+++ Items +++
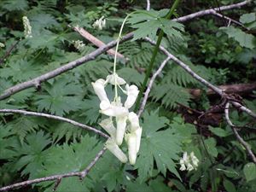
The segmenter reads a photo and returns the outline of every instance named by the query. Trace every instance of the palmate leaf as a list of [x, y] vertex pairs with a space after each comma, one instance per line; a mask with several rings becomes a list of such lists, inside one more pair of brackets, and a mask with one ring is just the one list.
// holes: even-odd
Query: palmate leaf
[[67, 79], [59, 79], [52, 85], [46, 84], [47, 94], [38, 95], [34, 102], [38, 111], [49, 110], [51, 113], [63, 116], [70, 111], [81, 108], [83, 88]]
[[190, 99], [189, 93], [183, 87], [165, 83], [154, 86], [151, 96], [154, 101], [160, 101], [166, 108], [172, 108], [177, 107], [177, 103], [188, 105]]
[[148, 12], [139, 10], [128, 18], [131, 27], [135, 28], [132, 40], [146, 38], [154, 39], [158, 29], [162, 29], [164, 32], [170, 36], [182, 38], [181, 32], [183, 32], [183, 26], [177, 22], [161, 18], [162, 11], [150, 10]]
[[232, 38], [237, 41], [241, 47], [248, 49], [255, 48], [255, 37], [253, 35], [247, 34], [241, 29], [235, 28], [234, 26], [220, 27], [220, 29], [224, 30], [229, 38]]
[[[45, 177], [84, 170], [102, 148], [102, 143], [96, 137], [84, 136], [80, 143], [67, 143], [56, 146], [47, 150], [47, 158], [44, 163], [44, 170], [36, 177]], [[98, 175], [100, 177], [100, 175]], [[52, 191], [54, 181], [38, 183], [45, 188], [45, 191]], [[87, 177], [83, 181], [78, 177], [67, 177], [61, 180], [56, 191], [90, 191], [92, 180]]]
[[152, 176], [154, 160], [159, 172], [166, 175], [166, 170], [169, 170], [179, 177], [173, 160], [179, 159], [181, 137], [171, 129], [163, 130], [168, 123], [166, 117], [159, 117], [158, 111], [144, 113], [141, 149], [136, 164], [141, 183]]

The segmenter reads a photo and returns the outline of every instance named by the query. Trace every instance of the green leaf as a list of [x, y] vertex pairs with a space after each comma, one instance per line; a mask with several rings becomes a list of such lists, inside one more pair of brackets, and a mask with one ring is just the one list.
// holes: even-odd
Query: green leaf
[[228, 192], [236, 192], [236, 191], [235, 185], [230, 180], [224, 179], [223, 184]]
[[247, 34], [241, 29], [235, 28], [234, 26], [220, 27], [229, 38], [234, 38], [239, 43], [241, 47], [253, 49], [255, 48], [255, 37], [251, 34]]
[[224, 137], [230, 135], [225, 130], [218, 127], [210, 127], [209, 130], [216, 136]]
[[178, 153], [182, 151], [180, 137], [175, 135], [172, 129], [162, 130], [166, 127], [168, 119], [159, 117], [158, 111], [144, 113], [143, 135], [141, 149], [136, 166], [138, 168], [139, 180], [142, 183], [152, 176], [154, 160], [158, 172], [166, 175], [169, 170], [179, 177], [174, 160], [177, 160]]
[[205, 140], [205, 144], [208, 153], [213, 157], [217, 157], [216, 140], [212, 137], [207, 138]]
[[247, 182], [256, 178], [256, 165], [254, 163], [247, 163], [243, 167], [243, 173]]

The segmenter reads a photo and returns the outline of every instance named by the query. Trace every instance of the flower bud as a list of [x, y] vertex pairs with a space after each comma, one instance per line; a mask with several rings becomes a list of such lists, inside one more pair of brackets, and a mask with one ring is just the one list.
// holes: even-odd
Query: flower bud
[[137, 136], [135, 133], [127, 134], [128, 156], [131, 165], [134, 165], [137, 158]]
[[129, 113], [128, 119], [131, 123], [131, 131], [135, 131], [140, 127], [138, 117], [134, 112]]
[[116, 135], [116, 129], [113, 125], [111, 118], [108, 118], [104, 120], [102, 120], [99, 125], [113, 137]]
[[125, 86], [126, 91], [127, 91], [127, 99], [125, 102], [125, 108], [131, 108], [131, 106], [136, 102], [137, 96], [139, 93], [139, 90], [137, 87], [134, 84], [129, 86], [129, 84], [126, 84]]
[[104, 84], [105, 84], [105, 80], [102, 79], [97, 79], [95, 83], [91, 83], [92, 87], [94, 89], [95, 93], [97, 95], [101, 102], [102, 101], [108, 101], [109, 100], [107, 96], [105, 89], [104, 89]]
[[102, 109], [100, 110], [100, 113], [110, 117], [125, 116], [129, 113], [127, 108], [125, 108], [124, 107], [114, 106], [107, 101], [102, 101], [101, 102], [100, 108]]
[[127, 116], [117, 116], [116, 117], [116, 143], [118, 145], [121, 145], [123, 143], [123, 138], [125, 132], [125, 127], [126, 127], [126, 120]]
[[126, 84], [126, 82], [124, 80], [124, 79], [119, 77], [117, 73], [108, 75], [106, 80], [114, 85], [115, 84], [115, 78], [116, 78], [117, 84], [121, 85], [121, 84]]
[[114, 140], [112, 138], [108, 139], [105, 144], [106, 148], [114, 155], [116, 156], [122, 163], [127, 162], [127, 157], [124, 154], [124, 152], [119, 148], [119, 146], [115, 143]]

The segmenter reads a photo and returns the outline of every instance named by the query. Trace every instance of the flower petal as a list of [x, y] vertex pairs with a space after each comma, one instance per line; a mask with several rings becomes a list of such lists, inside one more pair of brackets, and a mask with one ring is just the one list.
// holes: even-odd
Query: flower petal
[[122, 163], [127, 162], [127, 157], [124, 152], [119, 148], [113, 138], [108, 139], [105, 143], [106, 148], [116, 156]]
[[116, 129], [113, 126], [112, 118], [105, 119], [104, 120], [102, 120], [99, 125], [111, 136], [115, 137], [116, 135]]
[[104, 89], [104, 84], [105, 84], [105, 80], [102, 79], [99, 79], [95, 83], [91, 83], [94, 91], [97, 95], [101, 102], [102, 101], [109, 102]]
[[116, 140], [116, 143], [118, 145], [121, 145], [123, 143], [125, 128], [126, 128], [126, 120], [127, 120], [127, 116], [117, 116], [116, 117], [117, 129], [116, 129], [115, 140]]
[[124, 79], [119, 77], [119, 75], [117, 73], [108, 75], [106, 80], [114, 85], [115, 84], [115, 78], [116, 78], [117, 84], [121, 85], [121, 84], [126, 84], [126, 82], [124, 80]]
[[131, 108], [136, 102], [139, 90], [137, 87], [134, 84], [131, 86], [129, 86], [129, 84], [126, 84], [125, 89], [127, 91], [127, 99], [125, 102], [125, 108]]

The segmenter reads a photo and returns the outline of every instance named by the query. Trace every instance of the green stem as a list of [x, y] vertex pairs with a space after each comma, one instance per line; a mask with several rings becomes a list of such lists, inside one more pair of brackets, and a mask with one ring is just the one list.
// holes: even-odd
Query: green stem
[[[166, 16], [166, 19], [169, 20], [172, 17], [172, 15], [174, 13], [174, 10], [176, 9], [176, 8], [178, 5], [179, 2], [180, 2], [180, 0], [175, 0], [174, 3], [172, 4], [172, 8], [170, 9], [170, 11], [168, 12], [167, 15]], [[160, 47], [160, 43], [162, 41], [163, 36], [164, 36], [164, 31], [161, 29], [160, 32], [160, 34], [158, 36], [158, 38], [157, 38], [157, 42], [156, 42], [156, 44], [155, 44], [155, 47], [154, 47], [154, 52], [153, 52], [153, 55], [151, 57], [149, 66], [147, 69], [146, 77], [144, 79], [143, 86], [141, 88], [140, 93], [139, 93], [139, 95], [137, 96], [137, 102], [136, 102], [136, 106], [135, 106], [135, 109], [134, 109], [135, 111], [137, 111], [139, 109], [140, 101], [143, 97], [143, 94], [144, 92], [144, 90], [145, 90], [147, 83], [148, 81], [150, 73], [152, 72], [153, 65], [154, 65], [154, 60], [156, 58], [156, 55], [157, 55], [157, 53], [158, 53], [158, 50], [159, 50], [159, 47]]]

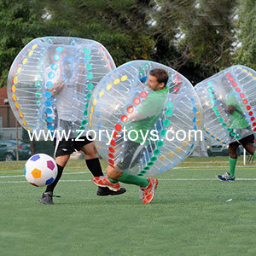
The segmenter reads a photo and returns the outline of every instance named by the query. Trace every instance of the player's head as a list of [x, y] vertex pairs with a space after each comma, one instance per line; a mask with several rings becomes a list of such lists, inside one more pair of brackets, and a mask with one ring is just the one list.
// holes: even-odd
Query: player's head
[[154, 68], [150, 70], [147, 84], [153, 90], [163, 90], [169, 79], [168, 73], [163, 68]]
+++
_Task instructions_. Reproduce only the lines that begin at the one containing "of the player's" and stop after the one containing "Query: player's head", swapping "vertex" for "point" and leaving everything else unchanged.

_Response_.
The segmenter reads a photo and returns the outline of every instance named by the query. Trace every instance of the player's head as a list of [x, y] point pairs with a space after each comma, one instance per line; a mask with several rings becomes a list of such lists, inside one more pair of brackets, and a mask with one ring is just the one list.
// holes: even-odd
Query: player's head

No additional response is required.